§ **TO BE DONE**
Everything from the line with "Annotate each instance of the worker raking" through the last line of the records below should be copied exactly, both ends included.

§ **PROVIDED DATA**
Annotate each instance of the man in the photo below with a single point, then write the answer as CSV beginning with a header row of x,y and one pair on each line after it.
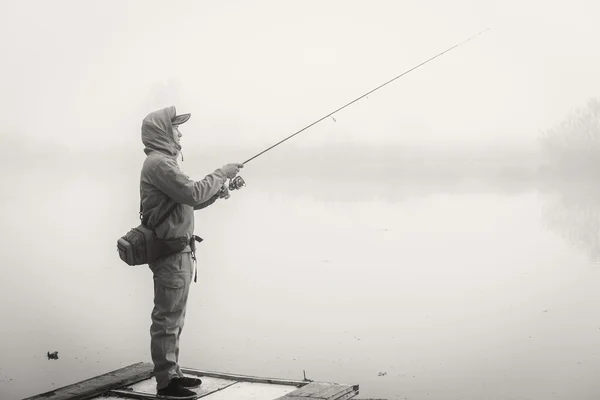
x,y
162,184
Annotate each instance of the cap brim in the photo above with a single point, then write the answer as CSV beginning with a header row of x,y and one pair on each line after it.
x,y
180,119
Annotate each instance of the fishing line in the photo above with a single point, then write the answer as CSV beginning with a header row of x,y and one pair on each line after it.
x,y
364,95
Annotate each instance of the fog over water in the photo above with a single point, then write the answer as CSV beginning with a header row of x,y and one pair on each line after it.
x,y
436,240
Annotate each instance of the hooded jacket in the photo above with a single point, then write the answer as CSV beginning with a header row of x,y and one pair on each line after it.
x,y
162,182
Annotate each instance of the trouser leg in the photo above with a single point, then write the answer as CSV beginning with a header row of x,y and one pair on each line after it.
x,y
172,278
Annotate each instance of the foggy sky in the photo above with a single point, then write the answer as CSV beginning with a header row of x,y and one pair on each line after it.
x,y
84,74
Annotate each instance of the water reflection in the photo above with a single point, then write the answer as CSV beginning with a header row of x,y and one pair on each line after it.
x,y
572,210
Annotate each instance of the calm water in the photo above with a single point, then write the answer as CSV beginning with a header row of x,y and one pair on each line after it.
x,y
413,293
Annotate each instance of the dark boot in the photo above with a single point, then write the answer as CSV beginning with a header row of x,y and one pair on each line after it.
x,y
187,381
176,392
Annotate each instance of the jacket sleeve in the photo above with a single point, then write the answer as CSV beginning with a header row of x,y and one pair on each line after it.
x,y
207,203
169,179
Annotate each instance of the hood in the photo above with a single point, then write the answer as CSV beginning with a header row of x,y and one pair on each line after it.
x,y
157,132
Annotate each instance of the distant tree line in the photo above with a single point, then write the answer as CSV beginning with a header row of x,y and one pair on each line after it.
x,y
572,148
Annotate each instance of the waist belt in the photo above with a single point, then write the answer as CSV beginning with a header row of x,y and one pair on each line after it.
x,y
192,249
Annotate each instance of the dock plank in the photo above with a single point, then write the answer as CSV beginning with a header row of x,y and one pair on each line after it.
x,y
243,378
148,387
251,391
99,384
322,391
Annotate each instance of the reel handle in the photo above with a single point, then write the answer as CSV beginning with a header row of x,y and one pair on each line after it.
x,y
234,184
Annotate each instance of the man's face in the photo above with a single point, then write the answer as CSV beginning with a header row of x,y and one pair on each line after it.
x,y
176,134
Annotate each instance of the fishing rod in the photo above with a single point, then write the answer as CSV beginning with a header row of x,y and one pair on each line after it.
x,y
238,182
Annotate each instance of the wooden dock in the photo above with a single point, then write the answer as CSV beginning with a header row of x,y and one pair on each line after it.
x,y
136,381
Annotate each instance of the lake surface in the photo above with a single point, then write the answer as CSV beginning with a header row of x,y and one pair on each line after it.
x,y
420,292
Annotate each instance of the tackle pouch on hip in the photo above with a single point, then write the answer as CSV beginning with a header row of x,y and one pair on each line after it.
x,y
141,245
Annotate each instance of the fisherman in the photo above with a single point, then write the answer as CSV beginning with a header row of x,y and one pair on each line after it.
x,y
162,184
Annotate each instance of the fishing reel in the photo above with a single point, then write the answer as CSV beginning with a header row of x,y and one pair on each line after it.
x,y
234,184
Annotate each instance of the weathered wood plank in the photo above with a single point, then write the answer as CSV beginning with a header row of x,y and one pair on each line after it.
x,y
147,388
251,391
322,391
99,384
244,378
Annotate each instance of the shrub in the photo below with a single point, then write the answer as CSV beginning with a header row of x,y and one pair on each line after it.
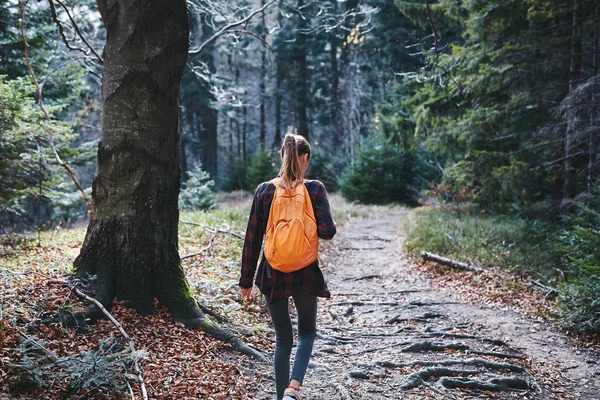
x,y
579,247
237,178
485,239
103,370
197,191
384,174
324,166
262,169
579,304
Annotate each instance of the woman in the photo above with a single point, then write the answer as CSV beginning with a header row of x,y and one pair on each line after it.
x,y
304,285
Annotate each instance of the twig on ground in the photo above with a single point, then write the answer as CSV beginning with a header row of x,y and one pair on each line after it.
x,y
207,248
420,318
452,263
548,289
116,323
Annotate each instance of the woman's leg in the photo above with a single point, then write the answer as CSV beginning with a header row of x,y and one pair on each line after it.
x,y
283,343
306,305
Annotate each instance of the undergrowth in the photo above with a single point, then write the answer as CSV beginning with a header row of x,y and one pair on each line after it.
x,y
565,257
86,363
487,240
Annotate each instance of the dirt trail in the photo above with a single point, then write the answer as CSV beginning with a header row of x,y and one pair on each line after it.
x,y
386,325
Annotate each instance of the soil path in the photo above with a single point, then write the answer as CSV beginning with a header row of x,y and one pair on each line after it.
x,y
388,334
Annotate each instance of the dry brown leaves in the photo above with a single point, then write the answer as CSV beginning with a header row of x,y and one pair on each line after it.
x,y
181,363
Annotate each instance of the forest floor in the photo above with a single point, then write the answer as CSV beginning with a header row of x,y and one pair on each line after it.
x,y
391,325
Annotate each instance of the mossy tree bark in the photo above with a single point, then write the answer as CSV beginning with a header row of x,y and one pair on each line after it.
x,y
131,243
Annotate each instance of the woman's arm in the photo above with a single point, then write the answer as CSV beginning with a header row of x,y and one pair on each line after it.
x,y
253,240
326,227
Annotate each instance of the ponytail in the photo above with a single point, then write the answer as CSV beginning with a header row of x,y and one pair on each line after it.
x,y
293,147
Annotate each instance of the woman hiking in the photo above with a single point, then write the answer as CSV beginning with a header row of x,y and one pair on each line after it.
x,y
290,246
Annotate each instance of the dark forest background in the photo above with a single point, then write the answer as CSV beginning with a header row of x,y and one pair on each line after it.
x,y
485,113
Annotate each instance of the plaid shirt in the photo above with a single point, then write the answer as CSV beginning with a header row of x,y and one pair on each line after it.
x,y
276,285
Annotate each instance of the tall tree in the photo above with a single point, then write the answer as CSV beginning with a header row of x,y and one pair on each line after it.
x,y
131,243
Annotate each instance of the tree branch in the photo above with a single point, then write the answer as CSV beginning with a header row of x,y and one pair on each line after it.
x,y
116,323
78,31
227,27
38,89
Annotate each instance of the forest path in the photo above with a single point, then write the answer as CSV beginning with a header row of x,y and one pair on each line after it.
x,y
384,311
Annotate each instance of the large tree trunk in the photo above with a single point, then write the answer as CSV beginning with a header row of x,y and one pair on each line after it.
x,y
263,78
131,243
302,57
570,182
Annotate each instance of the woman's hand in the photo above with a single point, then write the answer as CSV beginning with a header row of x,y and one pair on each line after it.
x,y
246,293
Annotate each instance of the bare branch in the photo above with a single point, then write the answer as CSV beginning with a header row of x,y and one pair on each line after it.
x,y
78,31
228,27
59,161
116,323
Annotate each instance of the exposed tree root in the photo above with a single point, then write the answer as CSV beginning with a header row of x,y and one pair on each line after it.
x,y
477,362
496,342
366,375
367,303
421,318
336,339
418,378
226,336
418,303
493,385
429,346
374,349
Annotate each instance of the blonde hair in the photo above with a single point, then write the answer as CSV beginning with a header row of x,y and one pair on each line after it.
x,y
292,148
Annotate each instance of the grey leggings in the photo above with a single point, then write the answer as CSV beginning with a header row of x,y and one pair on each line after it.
x,y
306,305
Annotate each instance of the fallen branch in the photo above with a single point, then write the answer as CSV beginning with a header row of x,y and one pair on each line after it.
x,y
116,323
366,303
548,289
452,263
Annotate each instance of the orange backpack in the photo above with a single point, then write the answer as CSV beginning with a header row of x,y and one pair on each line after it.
x,y
291,241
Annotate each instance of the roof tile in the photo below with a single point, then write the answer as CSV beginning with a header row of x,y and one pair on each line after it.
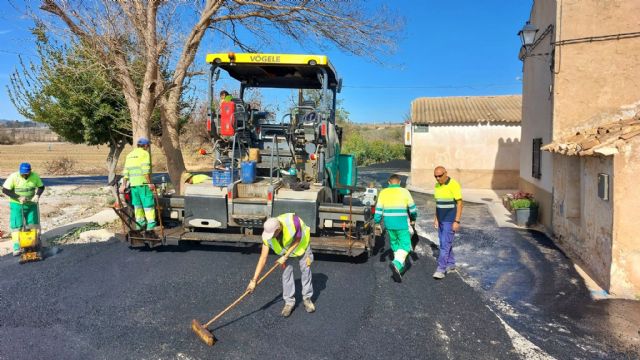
x,y
467,109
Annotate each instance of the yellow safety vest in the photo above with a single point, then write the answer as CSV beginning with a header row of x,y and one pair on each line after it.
x,y
288,236
200,178
136,166
21,186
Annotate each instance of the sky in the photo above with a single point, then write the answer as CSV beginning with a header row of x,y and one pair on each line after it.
x,y
448,48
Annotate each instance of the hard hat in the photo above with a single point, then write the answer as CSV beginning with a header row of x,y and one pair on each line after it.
x,y
25,168
143,141
270,227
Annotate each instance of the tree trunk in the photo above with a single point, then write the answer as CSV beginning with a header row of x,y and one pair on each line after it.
x,y
170,142
115,149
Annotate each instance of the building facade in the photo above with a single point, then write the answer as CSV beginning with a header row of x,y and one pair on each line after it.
x,y
475,137
580,91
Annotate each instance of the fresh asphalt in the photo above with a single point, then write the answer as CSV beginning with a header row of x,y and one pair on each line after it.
x,y
107,301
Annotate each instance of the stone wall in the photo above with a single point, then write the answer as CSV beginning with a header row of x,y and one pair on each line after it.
x,y
582,222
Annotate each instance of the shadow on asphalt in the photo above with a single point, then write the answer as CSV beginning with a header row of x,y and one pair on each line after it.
x,y
245,250
319,284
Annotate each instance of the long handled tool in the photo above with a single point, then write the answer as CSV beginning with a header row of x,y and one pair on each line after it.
x,y
159,215
206,335
29,240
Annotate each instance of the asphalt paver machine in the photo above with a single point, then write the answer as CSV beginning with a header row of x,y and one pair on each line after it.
x,y
264,167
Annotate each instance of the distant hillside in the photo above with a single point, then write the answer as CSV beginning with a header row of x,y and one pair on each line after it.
x,y
373,144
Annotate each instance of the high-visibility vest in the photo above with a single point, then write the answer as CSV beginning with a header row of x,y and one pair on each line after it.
x,y
395,204
447,196
136,166
288,234
21,186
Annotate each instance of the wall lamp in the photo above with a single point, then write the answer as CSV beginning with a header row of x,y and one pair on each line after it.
x,y
527,36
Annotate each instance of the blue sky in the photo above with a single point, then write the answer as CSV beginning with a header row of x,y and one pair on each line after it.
x,y
449,48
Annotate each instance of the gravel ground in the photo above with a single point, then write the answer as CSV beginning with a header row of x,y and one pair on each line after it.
x,y
59,205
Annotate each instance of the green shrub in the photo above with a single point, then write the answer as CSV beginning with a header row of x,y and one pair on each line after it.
x,y
523,203
371,152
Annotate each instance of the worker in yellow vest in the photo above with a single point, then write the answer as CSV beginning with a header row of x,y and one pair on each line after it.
x,y
396,206
280,234
24,188
137,174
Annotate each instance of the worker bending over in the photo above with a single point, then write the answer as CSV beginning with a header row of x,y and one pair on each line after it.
x,y
24,188
280,234
394,202
137,173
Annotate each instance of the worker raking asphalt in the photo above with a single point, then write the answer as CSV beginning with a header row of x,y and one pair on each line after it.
x,y
108,301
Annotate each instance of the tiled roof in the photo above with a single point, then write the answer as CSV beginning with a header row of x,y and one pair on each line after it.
x,y
467,109
605,139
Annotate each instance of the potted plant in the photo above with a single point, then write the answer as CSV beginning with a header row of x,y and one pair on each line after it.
x,y
525,208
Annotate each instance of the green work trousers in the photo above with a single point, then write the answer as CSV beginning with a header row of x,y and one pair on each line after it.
x,y
400,242
144,207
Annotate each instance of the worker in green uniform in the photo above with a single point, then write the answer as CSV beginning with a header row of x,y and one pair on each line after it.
x,y
137,174
24,188
396,206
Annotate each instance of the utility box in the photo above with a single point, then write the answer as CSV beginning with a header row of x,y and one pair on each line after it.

§ **WRITTEN REPLY**
Annotate each instance of the worker raking asphalt in the photo above with a single point, then write the answer as CSV beginning with a header row of x,y and one pair on each line after it.
x,y
108,301
Annotate each instance of the tiled roof in the photo above with a single point, then write the answer as CSV beginning with a header row of x,y and one pair on each line after it.
x,y
467,109
605,139
Annotate each instance of the potted plant in the photo above with a single point, then write the answer as CSV beginning with a header row of x,y and one pair on each line after it.
x,y
525,208
Annotate each instance of the green work trousers in the photo above with a single point, then write the answer as CSV beginning with a header row of x,y and one pair on each line after it.
x,y
400,242
144,207
Annotate each instance of the worker in green uniform in the photo above with a single point, then write the answer as CSV beginning with a header row of x,y and one pair on each line after it.
x,y
137,174
24,188
396,206
Annotate each instance of the utility box in the photo above with a single point, then write the answer as CSV beginning with a header row of x,y and one pair on each line after it.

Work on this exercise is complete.